▸ **Parts of the exercise**:
(1) Echo the passage of the MBTA oversight article starting with "Chris Lisinski, 9/14/22" and going on through "flex its muscle.".
(2) In the MBTA oversight article, who chairs the Department of Public Utilities?

▸ **Document**:
Chris Lisinski, 9/14/22 5:09 PM
STATE HOUSE, BOSTON, SEPT. 14, 2022.....The head of the Department of Public Utilities mostly defended his agency's approach to MBTA oversight, which drew criticism from federal investigators, while acknowledging Wednesday that DPU will "need to do more" to flex its muscle.
After investigators with the Federal Transit Administration concluded that DPU was falling short of fulfilling its duties as the agency responsible for MBTA oversight, DPU Chair Matthew Nelson faced more than an hour of pointed questions from legislators who wanted to know why the office appeared to remain on the sidelines while trains collided, careened off the rails and malfunctioned in recent months.
"We have a series of events I outlined in my opening remarks, really a five-alarm fire here, yet you never rang the alarm," Transportation Committee Co-chair Sen. Brendan Crighton said to Nelson during an oversight hearing. "You have not been there when safety incidents have occurred, and I need to know why, frankly."

▸ **Provided records**:
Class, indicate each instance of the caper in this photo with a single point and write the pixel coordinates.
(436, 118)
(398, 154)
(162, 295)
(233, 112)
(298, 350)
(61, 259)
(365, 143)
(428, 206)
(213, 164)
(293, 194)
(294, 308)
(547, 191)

▸ **Solutions to the tasks**:
(1)
Chris Lisinski, 9/14/22 5:09 PM
STATE HOUSE, BOSTON, SEPT. 14, 2022.....The head of the Department of Public Utilities mostly defended his agency's approach to MBTA oversight, which drew criticism from federal investigators, while acknowledging Wednesday that DPU will "need to do more" to flex its muscle.

(2) Matthew Nelson